▶ **Exercise**
Rewrite the rows below as a Markdown table with two columns, "No." for the row number and "Text" for the line, leaving out any blank lines.

▶ **Provided data**
+===+

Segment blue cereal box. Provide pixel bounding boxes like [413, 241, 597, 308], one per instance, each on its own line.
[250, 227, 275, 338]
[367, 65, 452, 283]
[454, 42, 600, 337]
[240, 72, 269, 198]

+===+

▶ **Exercise solution**
| No. | Text |
|---|---|
| 1 | Segment blue cereal box. Provide pixel bounding boxes like [413, 241, 597, 308], one per instance, each on its own line. |
| 2 | [250, 227, 275, 338] |
| 3 | [367, 65, 452, 283] |
| 4 | [454, 42, 600, 337] |
| 5 | [240, 72, 269, 198] |